▶ _INSTRUCCIONES_
A - Según el texto sobre la ley que prohíbe fumar, ¿qué periodista llamó al programa de noticias?
B - Prosigue el texto sobre la ley que prohíbe fumar a partir de su última oración.

▶ _FRAGMENTO DE TEXTO_
-----

El otro día, mientras lavaba los trastes, me puse a oír el noticiero. Escuchar el noticiero, lo sabemos, es una actividad muy peligrosa, pues queda uno con las orejas expuestas a las malas noticias y, según la estación que se escoja, a otras tantas tarugadas.

En efecto: me tocó escuchar una pésima noticia –la aprobación de la ley que impide fumar en cualquier lugar público que no sea la calle– en boca de un tarugo indescriptible, un diputado muy joven que alardeaba de “nunca haber fumado”, y de tener disposición de “algún día, tal vez, regular el consumo de tabaco hasta en el interior de las casas”. Me imaginé al tipo este en mi casa, y me invadió una furia tal que se me rompió un plato. Y yo ni fumo.

Entraron llamadas al programa, entre ellas una del periodista Carlos Marín, quien estaba tan enojado que no le entendí nada. Y puedo afirmar que, aun sin haber comprendido lo que decía, estoy de acuerdo con él.

Hace seis años escribí en este mismo espacio una breve defensa de los fumadores en ocasión de la ley que los segregaba, pues esa ley me pareció el anuncio de los gestos santurrones y falsamente solidarios que ahora nos rodean. Cómo han de haber cambiado las cosas, que ahora la segregación me parece inofensiva. Y lo es, comparada con una ley que prohíbe fumar en los bares y las cantinas, una ley absurda, ridícula y metiche. ¿Qué no ven, señores, que el cigarro se disfruta en compañía? Tal vez seamos testigos del advenimiento de la cantina sin trago o del antro con música bajita, insulsos como el ideario de los bienpensantes que se pasean por la Asamblea.

Estos diputados que se pavonean diciendo que no fuman como quien presume de hablar con Dios –o siendo políticos, de que no roban–, me pasman por su hipocresía: ¿no saben que andar por las calles del Distrito Federal le hace a los pulmones lo que una cajetilla diaria?

¿Por qué no permitir la existencia de restaurantes para fumadores –a los que puedan entrar los amigos de éstos, si quieren–   y restaurantes para no fumadores?

Además, estamos en México. Eso significa que si alguien enciende un cigarro en una fonda o una pulquería, la autoridad tomará medidas draconianas sin dudarlo. Esa misma autoridad va a seguir fumando como un murciélago, donde se le dé la gana, ya lo verán.

-----

(Registros de datos almacenados)
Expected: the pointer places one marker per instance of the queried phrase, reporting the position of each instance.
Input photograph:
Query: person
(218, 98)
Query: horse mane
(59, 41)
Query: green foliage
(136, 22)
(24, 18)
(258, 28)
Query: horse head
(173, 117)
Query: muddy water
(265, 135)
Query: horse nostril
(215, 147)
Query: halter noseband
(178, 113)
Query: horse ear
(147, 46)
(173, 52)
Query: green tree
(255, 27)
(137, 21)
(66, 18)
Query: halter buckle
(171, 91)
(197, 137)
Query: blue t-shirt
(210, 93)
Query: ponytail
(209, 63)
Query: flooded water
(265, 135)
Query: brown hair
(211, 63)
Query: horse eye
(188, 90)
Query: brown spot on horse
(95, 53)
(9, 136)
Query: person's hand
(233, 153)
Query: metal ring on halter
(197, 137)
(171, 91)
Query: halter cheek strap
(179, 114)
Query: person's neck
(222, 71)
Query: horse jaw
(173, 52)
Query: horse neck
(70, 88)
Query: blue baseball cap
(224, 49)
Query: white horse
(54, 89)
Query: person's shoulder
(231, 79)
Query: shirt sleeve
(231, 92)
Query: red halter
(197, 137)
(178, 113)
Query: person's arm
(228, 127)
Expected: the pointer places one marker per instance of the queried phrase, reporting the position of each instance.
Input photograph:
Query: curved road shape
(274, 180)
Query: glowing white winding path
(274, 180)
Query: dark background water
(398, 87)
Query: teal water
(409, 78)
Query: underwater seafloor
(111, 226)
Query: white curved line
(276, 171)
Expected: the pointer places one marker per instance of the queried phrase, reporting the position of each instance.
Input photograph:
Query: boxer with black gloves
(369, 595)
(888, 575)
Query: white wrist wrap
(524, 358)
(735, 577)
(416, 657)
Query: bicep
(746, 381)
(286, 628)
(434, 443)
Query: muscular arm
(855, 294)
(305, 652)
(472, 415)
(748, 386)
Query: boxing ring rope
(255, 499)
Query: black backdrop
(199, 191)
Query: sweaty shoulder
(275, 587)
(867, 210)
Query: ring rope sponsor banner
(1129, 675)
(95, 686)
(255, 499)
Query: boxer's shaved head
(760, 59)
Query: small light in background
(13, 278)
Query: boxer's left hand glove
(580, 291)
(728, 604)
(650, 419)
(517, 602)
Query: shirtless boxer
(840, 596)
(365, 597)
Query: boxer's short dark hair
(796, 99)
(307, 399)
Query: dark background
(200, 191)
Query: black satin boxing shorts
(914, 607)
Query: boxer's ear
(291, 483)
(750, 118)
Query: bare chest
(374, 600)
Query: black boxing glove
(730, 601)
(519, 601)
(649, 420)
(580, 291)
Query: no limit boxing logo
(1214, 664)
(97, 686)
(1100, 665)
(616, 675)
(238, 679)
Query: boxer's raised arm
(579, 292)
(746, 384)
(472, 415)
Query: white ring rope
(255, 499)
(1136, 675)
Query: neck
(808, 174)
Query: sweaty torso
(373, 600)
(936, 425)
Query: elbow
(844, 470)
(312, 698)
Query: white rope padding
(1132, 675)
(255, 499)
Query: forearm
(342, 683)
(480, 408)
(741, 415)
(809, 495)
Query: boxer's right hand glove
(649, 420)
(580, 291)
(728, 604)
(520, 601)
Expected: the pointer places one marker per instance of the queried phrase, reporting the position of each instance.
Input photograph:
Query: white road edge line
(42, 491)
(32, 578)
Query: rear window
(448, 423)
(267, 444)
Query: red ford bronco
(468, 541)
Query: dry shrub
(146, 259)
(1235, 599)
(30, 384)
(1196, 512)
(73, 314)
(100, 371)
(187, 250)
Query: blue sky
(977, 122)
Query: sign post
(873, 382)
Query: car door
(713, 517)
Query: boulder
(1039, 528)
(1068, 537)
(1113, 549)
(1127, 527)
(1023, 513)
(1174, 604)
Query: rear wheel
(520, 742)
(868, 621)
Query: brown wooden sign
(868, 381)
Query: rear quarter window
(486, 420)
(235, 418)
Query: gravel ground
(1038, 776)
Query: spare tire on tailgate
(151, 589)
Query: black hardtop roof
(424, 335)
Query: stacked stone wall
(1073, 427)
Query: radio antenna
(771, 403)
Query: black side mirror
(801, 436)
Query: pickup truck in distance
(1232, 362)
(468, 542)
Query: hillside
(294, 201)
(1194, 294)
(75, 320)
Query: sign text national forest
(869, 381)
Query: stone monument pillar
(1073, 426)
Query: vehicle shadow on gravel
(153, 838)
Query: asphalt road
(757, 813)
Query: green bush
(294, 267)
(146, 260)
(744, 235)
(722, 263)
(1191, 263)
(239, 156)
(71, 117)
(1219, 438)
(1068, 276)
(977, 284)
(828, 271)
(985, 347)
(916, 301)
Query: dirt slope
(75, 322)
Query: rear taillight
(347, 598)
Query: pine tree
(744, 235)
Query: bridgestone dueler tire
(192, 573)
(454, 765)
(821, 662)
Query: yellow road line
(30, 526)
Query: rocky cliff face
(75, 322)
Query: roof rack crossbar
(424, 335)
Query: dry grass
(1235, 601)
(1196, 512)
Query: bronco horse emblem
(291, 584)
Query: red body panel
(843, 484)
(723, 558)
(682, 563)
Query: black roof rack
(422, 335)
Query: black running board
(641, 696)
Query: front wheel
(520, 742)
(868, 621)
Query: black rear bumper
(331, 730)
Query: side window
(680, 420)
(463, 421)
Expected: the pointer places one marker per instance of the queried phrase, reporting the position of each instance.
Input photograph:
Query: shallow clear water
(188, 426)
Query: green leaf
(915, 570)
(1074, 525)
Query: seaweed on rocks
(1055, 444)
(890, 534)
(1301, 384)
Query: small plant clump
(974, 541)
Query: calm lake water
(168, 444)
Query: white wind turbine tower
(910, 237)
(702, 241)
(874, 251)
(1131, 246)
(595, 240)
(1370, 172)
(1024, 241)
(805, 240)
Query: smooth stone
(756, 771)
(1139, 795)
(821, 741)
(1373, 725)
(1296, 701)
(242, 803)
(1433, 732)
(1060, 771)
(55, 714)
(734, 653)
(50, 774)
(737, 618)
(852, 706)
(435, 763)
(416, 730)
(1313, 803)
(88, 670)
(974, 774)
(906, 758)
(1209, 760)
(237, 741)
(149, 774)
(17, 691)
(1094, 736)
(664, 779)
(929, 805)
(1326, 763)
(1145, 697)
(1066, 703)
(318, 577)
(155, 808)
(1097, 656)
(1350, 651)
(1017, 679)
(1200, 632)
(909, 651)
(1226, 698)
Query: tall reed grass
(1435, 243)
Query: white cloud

-----

▶ _TUS RESPUESTAS_
A - Carlos Marín.

B -
Habrá que ver cuáles serán las medidas que adopten los diputados para sus pobrecitos colegas fumadores: un cuarto amplio, con clima, sillones tapizados con piel, ceniceros de Tane y minibar con refrescos fríos y cacahuates japoneses. En cambio, la secretaria a la que el jefe atormenta con órdenes contradictorias; al mesero al que los clientes no dejan propina; al alumno al que le cuesta trabajo concentrarse por estar pensando en La Inmortalidad del Cangrejo… ésos, que se salgan a la calle. Y si prenden su cigarro en el café, la mesera tendrá que expulsarlos como el arcángel expulsó a Adán del paraíso. Sin piedad.

No estoy defendiendo la nicotina, porque hay quien se hace bolas y sale con eso. Pero la nicotina, comparada con el alcohol, es una blanca paloma. En primer lugar no le cambia el carácter al fumador. Tampoco le confunde el caminado, ni le hace repetir el mismo chiste doscientas veces, o llorar en el hombro de un desconocido. Nadie, repito, ha chocado el coche porque se fumó uno de más. Nadie se gasta la quincena en invitarle cigarros a sus amigos, o se baja el pantalón en una fiesta porque se le subió el humo a la cabeza. Nadie.

El cigarro es cancerígeno, arruina la condición física y amuela los dientes. Eso mismo hace el alcohol –no sé del cáncer, pero podemos poner cirrosis, úlcera o demencia–, y nadie –todavía– ha pensado en sacar a los bebedores de la cantina. Un solo avión contamina más de lo que un fumador empedernido en toda su vida.

El cigarro sirve para estar callado, para mirar cómo pasa el mundo, para escuchar al amigo en problemas, para darnos valor y hablar de los nuestros. Nos envuelve en una breve cortina de humo, nos otorga una pausa.

Gandalf, perdido las minas de Moria, no lamenta haberse metido en el lío del anillo, pero sí el no haber empacado suficiente tabaco.

Te atacan orcos, goblins, estás perdido en un laberinto, no se ve la salida. Los tambores, cuenta Tolkien, hacían doom doom, y la oscuridad era tan espesa que la Compañía no veía un burro a cuatro pasos. Imagínense que alguien le hubiera dicho a Gandalf: si quieres fumar, salte. No la amuelen.